:: WHAT YOU HAVE TO DO ::
Extract from the entries below, exactly as given, only the lines from the line containing "positive clicks: (305, 338) (287, 333)" to the line containing "positive clicks: (289, 318)", both lines included.

(Recorded data)
== Segment start ==

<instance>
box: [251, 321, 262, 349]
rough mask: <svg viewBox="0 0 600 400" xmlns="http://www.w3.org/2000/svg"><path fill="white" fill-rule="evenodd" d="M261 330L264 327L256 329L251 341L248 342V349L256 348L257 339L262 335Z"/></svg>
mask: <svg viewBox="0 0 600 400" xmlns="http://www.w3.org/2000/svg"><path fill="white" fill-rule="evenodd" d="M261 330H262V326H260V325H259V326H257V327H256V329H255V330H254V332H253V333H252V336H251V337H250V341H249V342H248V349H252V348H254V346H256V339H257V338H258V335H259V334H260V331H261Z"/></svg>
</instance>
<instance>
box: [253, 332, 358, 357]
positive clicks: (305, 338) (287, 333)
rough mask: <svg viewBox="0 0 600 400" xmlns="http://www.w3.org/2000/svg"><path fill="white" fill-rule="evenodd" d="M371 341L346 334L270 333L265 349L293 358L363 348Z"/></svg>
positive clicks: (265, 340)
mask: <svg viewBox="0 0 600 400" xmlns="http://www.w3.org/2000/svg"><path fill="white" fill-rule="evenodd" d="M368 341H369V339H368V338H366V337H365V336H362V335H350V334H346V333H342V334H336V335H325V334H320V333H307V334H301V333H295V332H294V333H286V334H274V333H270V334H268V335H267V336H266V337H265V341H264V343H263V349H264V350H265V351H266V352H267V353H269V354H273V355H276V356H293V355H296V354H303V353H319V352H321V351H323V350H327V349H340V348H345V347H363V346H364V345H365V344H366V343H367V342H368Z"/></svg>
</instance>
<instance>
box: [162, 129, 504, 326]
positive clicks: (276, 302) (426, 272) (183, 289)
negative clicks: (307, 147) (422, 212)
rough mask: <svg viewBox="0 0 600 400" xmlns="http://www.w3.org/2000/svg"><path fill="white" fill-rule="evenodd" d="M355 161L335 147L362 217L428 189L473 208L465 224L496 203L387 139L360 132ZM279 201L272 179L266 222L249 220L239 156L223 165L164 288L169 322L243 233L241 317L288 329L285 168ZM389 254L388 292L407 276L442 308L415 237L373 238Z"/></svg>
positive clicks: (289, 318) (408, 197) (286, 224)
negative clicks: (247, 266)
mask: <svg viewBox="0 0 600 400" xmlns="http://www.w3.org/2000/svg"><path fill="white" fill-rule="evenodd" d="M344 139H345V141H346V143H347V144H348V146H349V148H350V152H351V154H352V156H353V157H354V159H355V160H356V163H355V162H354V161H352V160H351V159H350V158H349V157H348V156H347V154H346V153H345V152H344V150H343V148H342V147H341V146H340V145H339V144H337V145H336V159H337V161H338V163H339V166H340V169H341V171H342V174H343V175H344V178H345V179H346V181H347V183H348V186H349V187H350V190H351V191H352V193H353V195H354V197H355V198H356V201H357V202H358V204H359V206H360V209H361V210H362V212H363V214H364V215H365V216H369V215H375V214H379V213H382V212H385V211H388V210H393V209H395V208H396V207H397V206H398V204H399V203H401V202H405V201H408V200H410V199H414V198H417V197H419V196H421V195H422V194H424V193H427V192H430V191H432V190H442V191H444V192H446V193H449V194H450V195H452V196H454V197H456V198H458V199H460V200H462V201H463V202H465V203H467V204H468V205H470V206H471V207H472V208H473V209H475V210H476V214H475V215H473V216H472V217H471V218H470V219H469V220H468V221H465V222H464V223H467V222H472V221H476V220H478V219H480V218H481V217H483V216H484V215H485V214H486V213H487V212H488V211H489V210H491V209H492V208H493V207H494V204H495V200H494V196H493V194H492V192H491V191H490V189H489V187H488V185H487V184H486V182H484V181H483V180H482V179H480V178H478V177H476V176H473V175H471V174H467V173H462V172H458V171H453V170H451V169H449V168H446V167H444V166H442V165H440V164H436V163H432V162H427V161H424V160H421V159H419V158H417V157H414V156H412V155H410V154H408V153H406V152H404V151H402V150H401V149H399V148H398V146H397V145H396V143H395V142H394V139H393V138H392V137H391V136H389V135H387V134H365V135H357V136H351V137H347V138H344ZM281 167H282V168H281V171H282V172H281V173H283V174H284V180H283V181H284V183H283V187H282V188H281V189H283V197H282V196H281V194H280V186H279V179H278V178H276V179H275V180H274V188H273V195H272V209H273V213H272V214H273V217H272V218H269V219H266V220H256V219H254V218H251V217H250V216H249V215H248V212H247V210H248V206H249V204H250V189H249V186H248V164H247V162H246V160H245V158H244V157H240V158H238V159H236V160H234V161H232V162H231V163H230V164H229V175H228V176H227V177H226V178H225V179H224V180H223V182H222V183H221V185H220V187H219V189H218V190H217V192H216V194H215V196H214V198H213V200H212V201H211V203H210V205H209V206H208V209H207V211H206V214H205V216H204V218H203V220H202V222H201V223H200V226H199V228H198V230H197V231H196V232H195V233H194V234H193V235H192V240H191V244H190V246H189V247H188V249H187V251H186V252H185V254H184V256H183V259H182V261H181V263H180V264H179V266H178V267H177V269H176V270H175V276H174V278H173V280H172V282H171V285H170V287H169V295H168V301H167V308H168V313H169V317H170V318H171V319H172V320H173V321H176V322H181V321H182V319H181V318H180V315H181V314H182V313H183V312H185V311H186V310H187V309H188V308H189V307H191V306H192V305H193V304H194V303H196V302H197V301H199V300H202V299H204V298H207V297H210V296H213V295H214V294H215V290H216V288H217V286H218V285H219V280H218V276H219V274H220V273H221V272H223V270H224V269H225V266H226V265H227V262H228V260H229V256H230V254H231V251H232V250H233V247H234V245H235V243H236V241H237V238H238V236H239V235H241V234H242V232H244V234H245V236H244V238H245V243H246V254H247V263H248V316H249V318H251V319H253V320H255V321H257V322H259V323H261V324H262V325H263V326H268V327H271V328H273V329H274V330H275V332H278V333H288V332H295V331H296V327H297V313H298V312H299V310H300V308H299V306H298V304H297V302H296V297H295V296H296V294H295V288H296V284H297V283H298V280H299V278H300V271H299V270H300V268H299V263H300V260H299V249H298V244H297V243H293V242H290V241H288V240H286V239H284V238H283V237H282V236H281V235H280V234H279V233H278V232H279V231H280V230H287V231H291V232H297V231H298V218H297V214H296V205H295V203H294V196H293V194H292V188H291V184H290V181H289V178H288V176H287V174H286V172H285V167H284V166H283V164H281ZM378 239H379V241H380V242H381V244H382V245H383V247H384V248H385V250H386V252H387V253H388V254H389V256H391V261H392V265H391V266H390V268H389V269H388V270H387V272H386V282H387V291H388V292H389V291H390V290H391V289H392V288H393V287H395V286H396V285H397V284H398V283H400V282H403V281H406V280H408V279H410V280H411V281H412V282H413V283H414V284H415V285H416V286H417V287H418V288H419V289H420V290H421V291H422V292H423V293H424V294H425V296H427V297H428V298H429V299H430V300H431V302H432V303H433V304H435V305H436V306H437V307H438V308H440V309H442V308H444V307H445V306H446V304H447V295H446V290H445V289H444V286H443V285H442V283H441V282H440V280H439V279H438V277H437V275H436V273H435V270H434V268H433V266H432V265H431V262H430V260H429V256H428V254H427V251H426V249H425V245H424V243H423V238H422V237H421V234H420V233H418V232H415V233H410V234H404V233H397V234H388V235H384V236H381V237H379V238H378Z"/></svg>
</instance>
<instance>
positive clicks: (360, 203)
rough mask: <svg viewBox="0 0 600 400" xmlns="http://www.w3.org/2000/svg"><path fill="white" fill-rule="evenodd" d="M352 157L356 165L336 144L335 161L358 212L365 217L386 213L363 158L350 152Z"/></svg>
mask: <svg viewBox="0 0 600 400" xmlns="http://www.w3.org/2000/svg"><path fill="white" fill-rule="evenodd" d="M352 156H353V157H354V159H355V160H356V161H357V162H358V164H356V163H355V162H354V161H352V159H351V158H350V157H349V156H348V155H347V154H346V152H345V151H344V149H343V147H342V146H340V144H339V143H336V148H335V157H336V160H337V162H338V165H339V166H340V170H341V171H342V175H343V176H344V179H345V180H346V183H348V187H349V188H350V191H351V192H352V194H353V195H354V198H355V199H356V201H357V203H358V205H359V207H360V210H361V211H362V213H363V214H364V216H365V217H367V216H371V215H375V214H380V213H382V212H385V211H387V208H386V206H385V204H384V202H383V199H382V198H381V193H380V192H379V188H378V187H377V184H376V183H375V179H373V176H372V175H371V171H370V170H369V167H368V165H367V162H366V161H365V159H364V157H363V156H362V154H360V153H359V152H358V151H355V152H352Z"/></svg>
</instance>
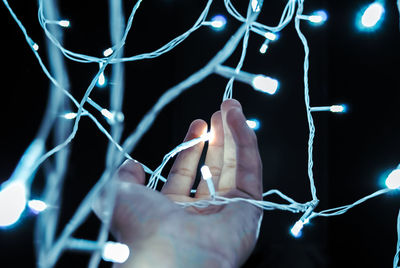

== Segment end ==

:: TASK ANSWER ::
positive clicks: (305, 338) (287, 333)
rough mask: <svg viewBox="0 0 600 400" xmlns="http://www.w3.org/2000/svg"><path fill="white" fill-rule="evenodd" d="M371 341L346 334L270 333L265 349L293 358L363 348Z"/></svg>
positive clicks: (265, 340)
mask: <svg viewBox="0 0 600 400" xmlns="http://www.w3.org/2000/svg"><path fill="white" fill-rule="evenodd" d="M368 341H369V339H368V338H366V337H365V336H362V335H350V334H346V333H342V334H336V335H325V334H320V333H307V334H301V333H295V332H294V333H286V334H274V333H270V334H268V335H267V336H266V337H265V341H264V343H263V349H264V350H265V351H266V352H267V353H269V354H273V355H276V356H293V355H296V354H303V353H319V352H321V351H323V350H327V349H340V348H345V347H363V346H364V345H365V344H366V343H367V342H368Z"/></svg>
</instance>
<instance>
box: [162, 129, 504, 326]
positive clicks: (276, 302) (426, 272) (183, 289)
negative clicks: (307, 147) (422, 212)
rough mask: <svg viewBox="0 0 600 400" xmlns="http://www.w3.org/2000/svg"><path fill="white" fill-rule="evenodd" d="M355 161L335 147L362 217L428 189L473 208L465 224L496 203L387 139L360 132ZM279 201L272 179L266 222L249 220L239 156L223 165L164 288L169 322L243 233L241 317L288 329L285 168ZM389 254L388 292L407 276L442 308L415 237L373 238Z"/></svg>
positive clicks: (289, 318) (408, 197) (286, 224)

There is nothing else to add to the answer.